I would like each line of the data that holds the word "covered" copied out.

■ ■ ■ ■

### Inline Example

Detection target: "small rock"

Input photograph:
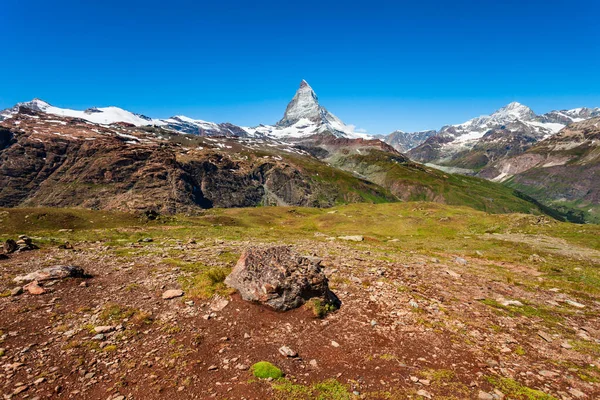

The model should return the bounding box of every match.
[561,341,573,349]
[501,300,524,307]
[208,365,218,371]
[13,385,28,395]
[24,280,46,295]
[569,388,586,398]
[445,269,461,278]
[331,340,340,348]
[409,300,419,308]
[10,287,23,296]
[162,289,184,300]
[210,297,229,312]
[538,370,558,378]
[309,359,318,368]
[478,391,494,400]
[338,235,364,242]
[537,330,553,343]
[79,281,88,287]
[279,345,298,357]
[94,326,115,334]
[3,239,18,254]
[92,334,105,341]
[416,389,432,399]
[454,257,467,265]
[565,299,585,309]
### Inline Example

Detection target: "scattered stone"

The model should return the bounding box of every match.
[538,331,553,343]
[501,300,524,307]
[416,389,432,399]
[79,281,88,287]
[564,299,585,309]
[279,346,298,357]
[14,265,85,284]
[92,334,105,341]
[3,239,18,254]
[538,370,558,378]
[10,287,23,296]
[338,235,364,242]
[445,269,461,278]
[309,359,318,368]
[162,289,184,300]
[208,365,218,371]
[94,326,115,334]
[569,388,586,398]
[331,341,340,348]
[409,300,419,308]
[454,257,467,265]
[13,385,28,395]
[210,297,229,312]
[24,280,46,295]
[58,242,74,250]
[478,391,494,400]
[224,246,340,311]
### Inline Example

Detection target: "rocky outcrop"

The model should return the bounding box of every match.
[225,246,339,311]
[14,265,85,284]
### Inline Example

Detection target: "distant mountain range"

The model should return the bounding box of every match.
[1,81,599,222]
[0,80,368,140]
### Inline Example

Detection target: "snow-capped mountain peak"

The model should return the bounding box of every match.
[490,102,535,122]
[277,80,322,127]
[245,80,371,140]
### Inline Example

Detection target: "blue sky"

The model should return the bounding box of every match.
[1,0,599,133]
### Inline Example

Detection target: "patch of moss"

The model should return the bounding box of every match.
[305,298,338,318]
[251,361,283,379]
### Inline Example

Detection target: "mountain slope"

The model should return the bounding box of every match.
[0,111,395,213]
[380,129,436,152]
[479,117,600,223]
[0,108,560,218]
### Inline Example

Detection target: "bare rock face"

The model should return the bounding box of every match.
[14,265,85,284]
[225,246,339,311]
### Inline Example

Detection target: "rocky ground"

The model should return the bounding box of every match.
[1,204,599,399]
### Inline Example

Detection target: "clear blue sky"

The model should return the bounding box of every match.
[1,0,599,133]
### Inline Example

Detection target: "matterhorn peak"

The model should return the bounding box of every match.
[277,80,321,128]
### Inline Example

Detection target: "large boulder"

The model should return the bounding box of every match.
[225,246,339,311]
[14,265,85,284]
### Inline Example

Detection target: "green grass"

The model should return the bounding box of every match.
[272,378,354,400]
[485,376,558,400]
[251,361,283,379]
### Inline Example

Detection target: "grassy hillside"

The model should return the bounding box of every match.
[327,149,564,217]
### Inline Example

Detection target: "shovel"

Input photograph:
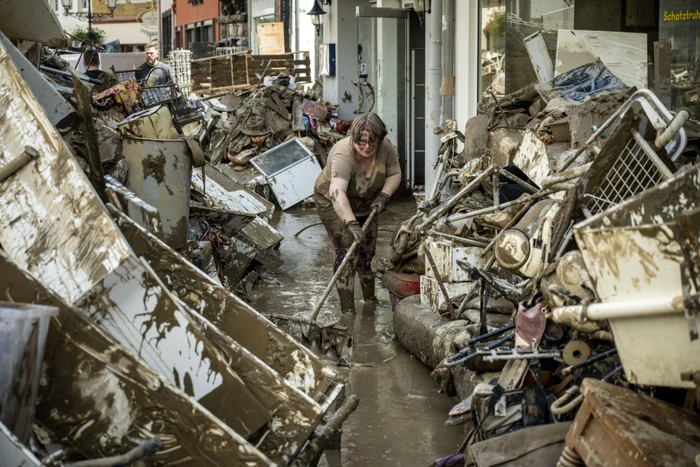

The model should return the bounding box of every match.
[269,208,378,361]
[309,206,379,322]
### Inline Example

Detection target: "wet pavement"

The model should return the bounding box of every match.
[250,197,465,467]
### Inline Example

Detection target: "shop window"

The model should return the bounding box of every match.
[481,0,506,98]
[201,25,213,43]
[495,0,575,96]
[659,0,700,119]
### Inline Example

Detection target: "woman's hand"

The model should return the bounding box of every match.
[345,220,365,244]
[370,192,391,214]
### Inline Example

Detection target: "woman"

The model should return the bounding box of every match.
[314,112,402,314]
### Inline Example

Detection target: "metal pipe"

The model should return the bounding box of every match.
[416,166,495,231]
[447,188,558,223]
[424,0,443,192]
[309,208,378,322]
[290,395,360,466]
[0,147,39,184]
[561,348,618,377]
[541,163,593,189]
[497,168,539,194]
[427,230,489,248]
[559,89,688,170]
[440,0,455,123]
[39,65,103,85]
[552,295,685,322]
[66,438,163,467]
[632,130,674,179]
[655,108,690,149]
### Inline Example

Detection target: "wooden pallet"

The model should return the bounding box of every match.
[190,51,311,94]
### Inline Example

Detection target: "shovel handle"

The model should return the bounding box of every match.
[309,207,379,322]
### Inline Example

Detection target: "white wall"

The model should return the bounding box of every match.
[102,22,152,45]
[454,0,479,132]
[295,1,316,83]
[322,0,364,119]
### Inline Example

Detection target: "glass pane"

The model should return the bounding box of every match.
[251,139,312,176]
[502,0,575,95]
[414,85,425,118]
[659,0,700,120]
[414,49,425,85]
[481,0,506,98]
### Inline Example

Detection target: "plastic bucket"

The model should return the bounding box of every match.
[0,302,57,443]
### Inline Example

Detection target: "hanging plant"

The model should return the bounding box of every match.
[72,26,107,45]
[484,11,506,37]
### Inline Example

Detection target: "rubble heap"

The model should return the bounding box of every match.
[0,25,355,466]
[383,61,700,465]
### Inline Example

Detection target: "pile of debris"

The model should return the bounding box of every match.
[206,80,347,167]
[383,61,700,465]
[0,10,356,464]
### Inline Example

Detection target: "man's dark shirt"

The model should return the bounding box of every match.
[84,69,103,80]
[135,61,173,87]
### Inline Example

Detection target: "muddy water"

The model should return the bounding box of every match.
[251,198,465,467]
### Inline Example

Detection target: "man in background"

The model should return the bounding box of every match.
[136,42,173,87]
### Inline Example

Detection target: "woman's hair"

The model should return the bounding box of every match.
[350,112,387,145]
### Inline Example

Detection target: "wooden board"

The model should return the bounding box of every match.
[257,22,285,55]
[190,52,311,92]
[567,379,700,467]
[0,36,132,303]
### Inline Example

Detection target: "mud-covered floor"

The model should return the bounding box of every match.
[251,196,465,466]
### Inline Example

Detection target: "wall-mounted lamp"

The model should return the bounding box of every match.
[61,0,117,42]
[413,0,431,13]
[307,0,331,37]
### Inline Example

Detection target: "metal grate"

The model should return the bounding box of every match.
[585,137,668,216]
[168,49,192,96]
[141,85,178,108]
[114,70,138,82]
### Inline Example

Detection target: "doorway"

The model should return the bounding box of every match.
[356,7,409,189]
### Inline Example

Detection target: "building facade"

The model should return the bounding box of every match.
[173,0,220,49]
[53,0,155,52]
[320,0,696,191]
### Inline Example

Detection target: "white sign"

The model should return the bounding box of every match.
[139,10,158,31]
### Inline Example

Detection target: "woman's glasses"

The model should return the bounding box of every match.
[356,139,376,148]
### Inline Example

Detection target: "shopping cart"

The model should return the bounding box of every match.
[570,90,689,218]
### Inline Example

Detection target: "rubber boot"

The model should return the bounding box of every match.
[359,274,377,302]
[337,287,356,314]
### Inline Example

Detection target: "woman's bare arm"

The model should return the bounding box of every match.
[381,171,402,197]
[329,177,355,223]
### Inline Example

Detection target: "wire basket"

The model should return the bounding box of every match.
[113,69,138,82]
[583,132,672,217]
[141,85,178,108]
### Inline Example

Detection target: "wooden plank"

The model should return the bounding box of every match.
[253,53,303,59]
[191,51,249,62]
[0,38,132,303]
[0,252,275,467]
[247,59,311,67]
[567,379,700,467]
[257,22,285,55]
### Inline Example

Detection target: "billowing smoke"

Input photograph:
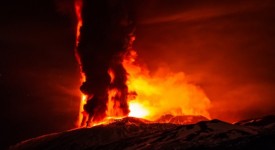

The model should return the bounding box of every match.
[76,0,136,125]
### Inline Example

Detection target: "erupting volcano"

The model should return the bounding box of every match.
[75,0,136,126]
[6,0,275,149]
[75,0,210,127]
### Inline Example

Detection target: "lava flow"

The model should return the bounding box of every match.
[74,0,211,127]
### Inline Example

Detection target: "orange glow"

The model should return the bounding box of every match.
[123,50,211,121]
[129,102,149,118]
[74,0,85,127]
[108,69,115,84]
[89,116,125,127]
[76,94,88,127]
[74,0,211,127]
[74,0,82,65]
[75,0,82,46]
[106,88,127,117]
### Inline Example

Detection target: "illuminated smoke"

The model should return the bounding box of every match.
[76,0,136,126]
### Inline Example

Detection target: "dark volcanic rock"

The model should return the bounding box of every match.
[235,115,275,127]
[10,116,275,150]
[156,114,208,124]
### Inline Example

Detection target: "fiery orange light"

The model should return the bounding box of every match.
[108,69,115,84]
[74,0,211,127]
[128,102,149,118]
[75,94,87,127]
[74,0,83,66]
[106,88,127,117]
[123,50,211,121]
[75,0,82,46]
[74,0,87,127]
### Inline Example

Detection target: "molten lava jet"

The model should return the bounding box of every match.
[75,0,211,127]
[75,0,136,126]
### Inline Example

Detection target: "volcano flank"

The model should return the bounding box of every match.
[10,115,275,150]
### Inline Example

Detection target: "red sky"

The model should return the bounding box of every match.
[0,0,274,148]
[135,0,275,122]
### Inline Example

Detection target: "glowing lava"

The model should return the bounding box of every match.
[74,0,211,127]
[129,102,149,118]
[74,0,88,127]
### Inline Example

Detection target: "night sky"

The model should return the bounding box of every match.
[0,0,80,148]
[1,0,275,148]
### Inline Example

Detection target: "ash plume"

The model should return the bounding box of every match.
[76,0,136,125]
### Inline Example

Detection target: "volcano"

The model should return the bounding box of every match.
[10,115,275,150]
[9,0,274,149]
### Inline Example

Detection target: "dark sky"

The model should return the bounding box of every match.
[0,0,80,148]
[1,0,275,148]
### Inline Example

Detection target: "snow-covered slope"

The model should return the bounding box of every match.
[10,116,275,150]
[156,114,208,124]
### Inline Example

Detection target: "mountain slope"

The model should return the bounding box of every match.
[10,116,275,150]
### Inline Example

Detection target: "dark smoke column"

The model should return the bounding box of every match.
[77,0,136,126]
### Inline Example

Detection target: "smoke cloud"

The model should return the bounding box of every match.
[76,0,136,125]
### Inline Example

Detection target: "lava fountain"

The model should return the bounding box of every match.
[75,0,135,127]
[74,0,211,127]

■ ■ ■ ■

◆ Reply to the exercise ◆
Detection target: "mud-covered floor"
Detection target: "snow-covered slope"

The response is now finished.